Maldita gente má

Se o mundo fosse um lugar justo, pelo menos poderíamos nos apegar à esperança que um dia toda essa agonia teria fim. Que os bons seriam premiados e os ímpios punidos. Pena que o mundo não seja esse tipo de lugar. A vida real é a soma das dores.

A soma das dores das mães pretas e dos pais pretos, que choram sobre os caixões de seus filhos pretos, mortos por aqueles que deveriam protegê-los, mas que no pretume da noite, em seus uniformes pretos, trajando máscaras pretas que servem não para protegê-los do vírus, mas para mantê-los anônimos, largam o dedo em seus fuzis pretos sobre os corpos das crianças pretas, não com a intenção, mas mais com a indiferença de quem sabe que a carne preta é barata, é a mais barata do mercado.

A mesma indiferença que jogou o filho de Mirtes do 9º andar. Quem não se comoveu com a cena captadas pelas câmeras de segurança do condomínio de alto padrão, da mãe se espremendo de dor diante do corpo do filho que agoniza, estatelado no chão, já morreu por dentro. Mesmo no desespero, Mirtes não larga mão da coleira que prende o cachorro da patroa. Dispensa-lhe, na tragédia, um cuidado maior do que foi dispensado a Miguel, seu filho.

○ ○ ○ ○ ○ ○ ○

- [Instruções de trabalho]:
- a) Liste todos os substantivos que aparecem acompanhados do adjetivo "preto", em qualquer flexão, no texto "Maldita gente má".
- b) Escreva uma continuação para o texto "Maldita gente má", começando depois da última frase apresentada.
As linhas a seguir não são necessárias.

Dados de expressões referenciais baseadas em fotos:
○ ○ ○ ○ ○ ○ ○

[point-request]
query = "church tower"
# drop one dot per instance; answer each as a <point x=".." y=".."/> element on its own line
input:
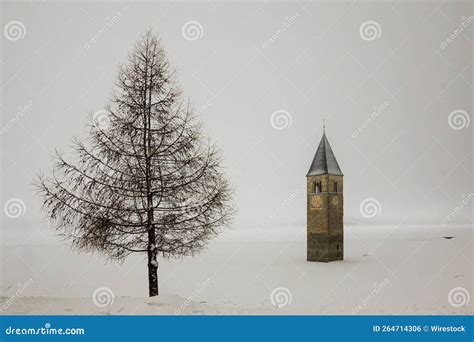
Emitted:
<point x="324" y="187"/>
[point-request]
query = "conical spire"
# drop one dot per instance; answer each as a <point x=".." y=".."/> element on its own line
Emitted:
<point x="324" y="161"/>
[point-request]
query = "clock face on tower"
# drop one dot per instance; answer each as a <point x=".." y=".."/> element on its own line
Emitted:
<point x="316" y="202"/>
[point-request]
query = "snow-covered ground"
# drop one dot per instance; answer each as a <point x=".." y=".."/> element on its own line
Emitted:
<point x="386" y="270"/>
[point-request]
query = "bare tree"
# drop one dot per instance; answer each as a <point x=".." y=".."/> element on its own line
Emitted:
<point x="144" y="181"/>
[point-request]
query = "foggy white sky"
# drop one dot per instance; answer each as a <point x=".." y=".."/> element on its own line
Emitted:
<point x="253" y="59"/>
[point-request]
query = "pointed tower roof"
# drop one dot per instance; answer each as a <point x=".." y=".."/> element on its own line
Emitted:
<point x="324" y="161"/>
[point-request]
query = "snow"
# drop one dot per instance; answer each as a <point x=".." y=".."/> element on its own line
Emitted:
<point x="386" y="270"/>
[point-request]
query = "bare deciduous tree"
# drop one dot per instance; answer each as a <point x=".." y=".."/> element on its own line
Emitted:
<point x="144" y="181"/>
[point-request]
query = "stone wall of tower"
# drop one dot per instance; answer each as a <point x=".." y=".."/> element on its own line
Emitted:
<point x="325" y="232"/>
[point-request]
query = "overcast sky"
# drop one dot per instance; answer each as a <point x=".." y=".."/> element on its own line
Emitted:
<point x="383" y="75"/>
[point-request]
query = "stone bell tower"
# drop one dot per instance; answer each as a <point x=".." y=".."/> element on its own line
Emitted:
<point x="324" y="187"/>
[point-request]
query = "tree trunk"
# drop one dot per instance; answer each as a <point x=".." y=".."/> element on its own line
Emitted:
<point x="152" y="265"/>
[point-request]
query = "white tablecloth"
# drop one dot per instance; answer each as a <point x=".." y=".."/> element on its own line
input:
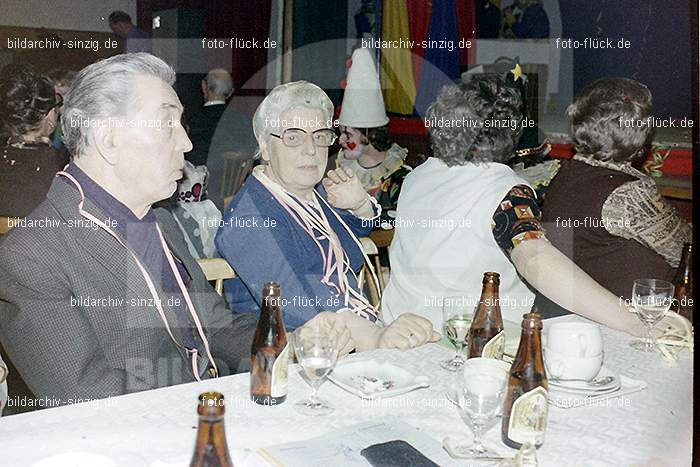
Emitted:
<point x="651" y="427"/>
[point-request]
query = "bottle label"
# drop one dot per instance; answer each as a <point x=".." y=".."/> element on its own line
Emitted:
<point x="528" y="417"/>
<point x="278" y="385"/>
<point x="495" y="346"/>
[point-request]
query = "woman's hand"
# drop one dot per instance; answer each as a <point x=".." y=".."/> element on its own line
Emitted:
<point x="345" y="190"/>
<point x="333" y="324"/>
<point x="406" y="332"/>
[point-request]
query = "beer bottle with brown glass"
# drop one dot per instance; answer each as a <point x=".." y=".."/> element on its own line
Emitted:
<point x="525" y="407"/>
<point x="211" y="449"/>
<point x="683" y="294"/>
<point x="269" y="352"/>
<point x="486" y="337"/>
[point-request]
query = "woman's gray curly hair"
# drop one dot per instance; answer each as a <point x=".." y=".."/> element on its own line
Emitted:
<point x="487" y="110"/>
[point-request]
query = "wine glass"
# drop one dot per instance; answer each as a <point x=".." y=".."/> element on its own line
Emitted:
<point x="651" y="298"/>
<point x="316" y="352"/>
<point x="479" y="398"/>
<point x="456" y="321"/>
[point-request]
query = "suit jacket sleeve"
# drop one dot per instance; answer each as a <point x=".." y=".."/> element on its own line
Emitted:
<point x="230" y="335"/>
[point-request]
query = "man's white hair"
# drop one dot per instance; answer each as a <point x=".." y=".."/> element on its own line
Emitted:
<point x="220" y="82"/>
<point x="285" y="97"/>
<point x="106" y="91"/>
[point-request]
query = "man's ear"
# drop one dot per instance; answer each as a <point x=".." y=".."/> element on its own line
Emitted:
<point x="104" y="142"/>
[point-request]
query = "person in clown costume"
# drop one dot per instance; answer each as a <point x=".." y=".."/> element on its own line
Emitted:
<point x="368" y="148"/>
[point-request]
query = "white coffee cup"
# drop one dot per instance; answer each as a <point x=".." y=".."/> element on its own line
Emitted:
<point x="575" y="339"/>
<point x="565" y="367"/>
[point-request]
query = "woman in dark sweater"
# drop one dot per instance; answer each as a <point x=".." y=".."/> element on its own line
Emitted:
<point x="602" y="212"/>
<point x="28" y="115"/>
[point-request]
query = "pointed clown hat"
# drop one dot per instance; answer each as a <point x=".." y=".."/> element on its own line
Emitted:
<point x="363" y="104"/>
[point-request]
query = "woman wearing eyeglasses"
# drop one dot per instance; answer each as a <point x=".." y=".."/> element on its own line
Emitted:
<point x="291" y="225"/>
<point x="28" y="115"/>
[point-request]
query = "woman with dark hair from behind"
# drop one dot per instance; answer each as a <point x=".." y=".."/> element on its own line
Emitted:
<point x="28" y="115"/>
<point x="632" y="231"/>
<point x="463" y="212"/>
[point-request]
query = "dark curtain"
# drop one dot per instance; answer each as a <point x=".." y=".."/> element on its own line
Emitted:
<point x="442" y="65"/>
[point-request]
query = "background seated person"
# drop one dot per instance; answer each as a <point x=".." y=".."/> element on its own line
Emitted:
<point x="284" y="226"/>
<point x="636" y="233"/>
<point x="28" y="115"/>
<point x="463" y="212"/>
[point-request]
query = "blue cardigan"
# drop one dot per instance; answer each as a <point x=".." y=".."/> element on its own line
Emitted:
<point x="263" y="243"/>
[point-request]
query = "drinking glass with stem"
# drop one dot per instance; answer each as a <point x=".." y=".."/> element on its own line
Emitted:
<point x="317" y="353"/>
<point x="652" y="299"/>
<point x="456" y="321"/>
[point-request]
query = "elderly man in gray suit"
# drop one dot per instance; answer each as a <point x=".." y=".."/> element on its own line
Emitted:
<point x="100" y="296"/>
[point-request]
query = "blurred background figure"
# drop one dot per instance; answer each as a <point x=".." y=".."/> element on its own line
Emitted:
<point x="136" y="39"/>
<point x="29" y="108"/>
<point x="217" y="87"/>
<point x="3" y="385"/>
<point x="636" y="227"/>
<point x="474" y="214"/>
<point x="488" y="20"/>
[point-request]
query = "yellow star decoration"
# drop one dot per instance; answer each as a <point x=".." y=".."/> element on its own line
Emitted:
<point x="517" y="72"/>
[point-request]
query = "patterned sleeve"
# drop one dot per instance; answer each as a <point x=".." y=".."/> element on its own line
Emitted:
<point x="637" y="211"/>
<point x="517" y="219"/>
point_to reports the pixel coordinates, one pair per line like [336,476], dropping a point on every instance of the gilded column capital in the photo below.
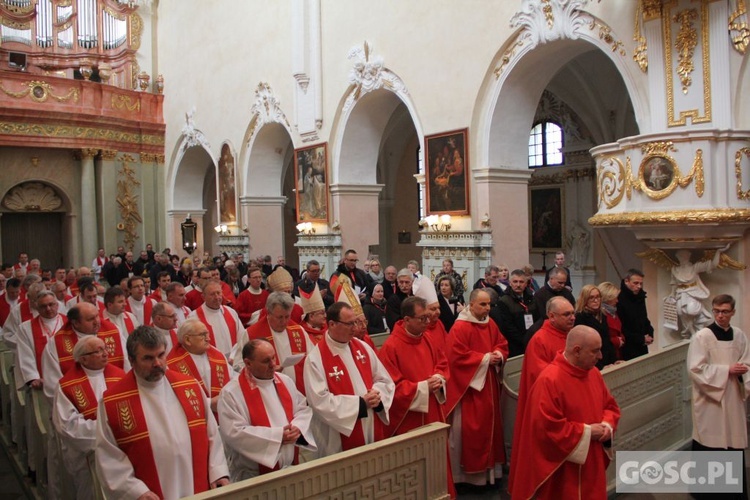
[148,158]
[109,154]
[651,9]
[85,153]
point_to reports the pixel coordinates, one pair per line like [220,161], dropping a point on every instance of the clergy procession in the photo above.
[174,381]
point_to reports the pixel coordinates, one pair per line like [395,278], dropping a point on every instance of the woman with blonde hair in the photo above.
[610,294]
[589,313]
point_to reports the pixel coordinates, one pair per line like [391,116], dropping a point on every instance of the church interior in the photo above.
[488,132]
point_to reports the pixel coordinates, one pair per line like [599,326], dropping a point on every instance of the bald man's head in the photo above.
[583,347]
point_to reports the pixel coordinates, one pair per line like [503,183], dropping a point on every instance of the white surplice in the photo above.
[249,445]
[77,434]
[222,336]
[26,350]
[337,414]
[719,419]
[170,444]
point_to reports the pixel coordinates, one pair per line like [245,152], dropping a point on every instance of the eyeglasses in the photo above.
[723,312]
[421,319]
[101,350]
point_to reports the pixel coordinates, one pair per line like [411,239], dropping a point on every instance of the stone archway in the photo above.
[526,66]
[367,156]
[33,221]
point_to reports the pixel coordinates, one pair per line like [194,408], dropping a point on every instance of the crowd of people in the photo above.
[181,375]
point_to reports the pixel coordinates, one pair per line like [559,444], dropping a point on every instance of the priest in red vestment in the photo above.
[419,369]
[476,353]
[570,418]
[541,351]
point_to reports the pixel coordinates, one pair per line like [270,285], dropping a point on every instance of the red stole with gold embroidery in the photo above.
[339,383]
[257,408]
[180,360]
[128,423]
[228,319]
[77,388]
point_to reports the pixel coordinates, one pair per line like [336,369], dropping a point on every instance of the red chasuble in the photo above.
[65,339]
[180,360]
[257,408]
[77,388]
[438,337]
[340,383]
[297,343]
[247,303]
[562,400]
[315,334]
[410,360]
[128,423]
[481,421]
[541,351]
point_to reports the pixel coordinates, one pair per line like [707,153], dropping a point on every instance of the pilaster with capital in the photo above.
[355,206]
[265,218]
[89,228]
[502,194]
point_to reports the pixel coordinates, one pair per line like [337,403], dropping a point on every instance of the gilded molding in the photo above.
[741,195]
[685,43]
[136,31]
[128,202]
[148,158]
[640,53]
[39,91]
[651,9]
[109,154]
[605,34]
[73,132]
[739,32]
[122,101]
[693,114]
[672,217]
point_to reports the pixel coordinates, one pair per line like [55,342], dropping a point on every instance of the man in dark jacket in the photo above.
[554,287]
[517,312]
[631,308]
[350,269]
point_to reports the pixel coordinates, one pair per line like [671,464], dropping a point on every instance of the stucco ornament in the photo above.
[688,290]
[267,106]
[369,73]
[547,20]
[32,197]
[193,136]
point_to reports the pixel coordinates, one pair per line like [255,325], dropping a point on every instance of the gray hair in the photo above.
[488,270]
[405,273]
[187,327]
[146,336]
[30,279]
[79,350]
[281,299]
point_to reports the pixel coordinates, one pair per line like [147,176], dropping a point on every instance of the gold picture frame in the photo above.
[658,175]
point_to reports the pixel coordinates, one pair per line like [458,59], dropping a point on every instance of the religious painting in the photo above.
[658,176]
[546,217]
[227,196]
[446,173]
[311,180]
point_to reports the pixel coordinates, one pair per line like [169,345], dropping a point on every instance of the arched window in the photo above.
[545,145]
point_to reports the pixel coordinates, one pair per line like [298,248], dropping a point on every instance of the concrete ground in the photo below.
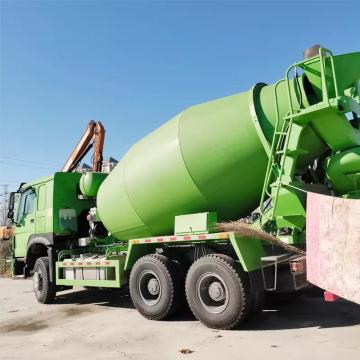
[104,325]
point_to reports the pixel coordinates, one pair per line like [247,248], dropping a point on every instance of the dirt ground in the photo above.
[104,325]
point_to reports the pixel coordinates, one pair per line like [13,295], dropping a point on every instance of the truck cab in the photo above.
[48,214]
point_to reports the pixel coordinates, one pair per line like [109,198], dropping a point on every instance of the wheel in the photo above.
[217,292]
[155,286]
[44,290]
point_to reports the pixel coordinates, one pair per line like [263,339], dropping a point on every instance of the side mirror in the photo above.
[10,215]
[13,197]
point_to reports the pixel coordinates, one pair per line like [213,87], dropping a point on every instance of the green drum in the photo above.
[210,157]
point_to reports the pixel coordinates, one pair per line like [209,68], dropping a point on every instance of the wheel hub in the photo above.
[212,292]
[153,286]
[37,281]
[149,287]
[216,291]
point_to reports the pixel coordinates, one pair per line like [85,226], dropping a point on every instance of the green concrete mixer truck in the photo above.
[211,208]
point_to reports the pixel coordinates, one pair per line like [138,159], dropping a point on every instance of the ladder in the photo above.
[280,142]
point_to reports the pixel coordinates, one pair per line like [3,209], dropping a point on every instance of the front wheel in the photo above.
[216,292]
[44,290]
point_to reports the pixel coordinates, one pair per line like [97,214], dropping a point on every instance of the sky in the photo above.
[135,64]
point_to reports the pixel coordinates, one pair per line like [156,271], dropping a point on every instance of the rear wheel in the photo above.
[43,288]
[155,286]
[217,292]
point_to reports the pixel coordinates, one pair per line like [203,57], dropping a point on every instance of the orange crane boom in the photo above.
[93,136]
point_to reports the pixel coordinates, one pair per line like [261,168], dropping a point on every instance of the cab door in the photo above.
[24,222]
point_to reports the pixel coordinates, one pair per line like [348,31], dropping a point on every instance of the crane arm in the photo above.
[93,136]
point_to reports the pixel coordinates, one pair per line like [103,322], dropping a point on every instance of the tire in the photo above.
[44,290]
[217,292]
[155,287]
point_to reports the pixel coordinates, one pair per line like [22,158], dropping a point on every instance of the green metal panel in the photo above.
[200,223]
[116,283]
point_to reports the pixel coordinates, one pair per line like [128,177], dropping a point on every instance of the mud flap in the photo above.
[333,245]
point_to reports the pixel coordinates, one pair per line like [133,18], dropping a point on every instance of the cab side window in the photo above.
[27,202]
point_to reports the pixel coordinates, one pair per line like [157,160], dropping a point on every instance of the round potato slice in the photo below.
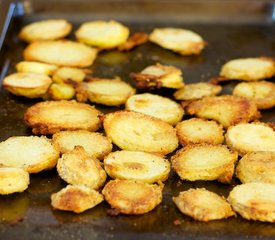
[254,201]
[203,205]
[262,92]
[135,165]
[132,197]
[78,168]
[31,85]
[102,34]
[257,167]
[36,67]
[248,69]
[196,91]
[156,106]
[250,137]
[95,144]
[33,154]
[196,130]
[110,92]
[61,53]
[50,117]
[76,199]
[182,41]
[45,30]
[205,162]
[227,109]
[13,180]
[139,132]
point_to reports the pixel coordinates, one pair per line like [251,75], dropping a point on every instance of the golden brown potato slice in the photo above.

○ ○ ○ ○ ○ ○ ○

- [Lista de respostas]:
- a) mães, pais, filhos, uniformes, máscaras, fuzis, crianças, carne

- b)
A mãe sofre mas não larga a coleira do cachorro da patroa

Depois invadiram sua conta nas redes sociais, provavelmente em busca do acervo de seguidores que o episódio lhe angariou, alguns por solidariedade, outros tantos apenas por mórbida curiosidade. Apagam as fotos de Miguel, muitas que só existiam lá. Ser mãe preta no Brasil é um constante luto das mortes sucessivas de seus filhos únicos. Primeiro o filho preto morre a morte física. Depois matam a reputação do filho preto porque filho preto que morre de morte matada nunca é somente um filho, mas sempre é um preto, e um preto que morre de morte matada se transforma no bandido que mereceu morrer em confronto com a polícia, virou auto de resistência. No fim, matam-lhe a lembrança. Apagam suas fotos. Tiram Miguel de Mirtes de todas as formas possíveis. Negam-lhe tanto um corpo a ser abraçado quanto uma memória a ser cultuada.

Não. Definitivamente, o mundo não é justo. O sofrimento dos justos é só isso: sofrimento. Não há recompensa para os que sofrem. Também não há punição para os que fazem sofrer. Aqueles que em na pandemia, se recusam a usar máscaras, tanto para se proteger do coronavírus quanto para esconder seu lado feio. Que na covid enxergam uma oportunidade para se livrar dos indesejados. A economista que comemora a diminuição do déficit da previdência. O bolsominion que vê nos pobres um bando de vagabundos que só sabem fazer filho para viver às custas do governo. O reacionário que acha que quem ganha salário mínimo tem mais direitos que os pagadores de impostos. O bolsonarista que reclama que os índios andam de iPhone e ainda querem que o governo lhes dê água potável. Ora, bebam água contaminada pelo mercúrio do garimpo e deem-se por satisfeitos que algumas partículas de ouro sobrevivem em suspensão. O ministro que diz que ser socialista é fácil, todos nascem assim, solidários, com um bom coração, querendo ajudar os outros. Se ser liberal demanda muitas décadas para se tornar o oposto disso, Paulo Guedes, prefiro que você pegue a sofisticação intelectual de quem leu Keynes 3 vezes no original antes de chegar a Chicago e enfie no cu.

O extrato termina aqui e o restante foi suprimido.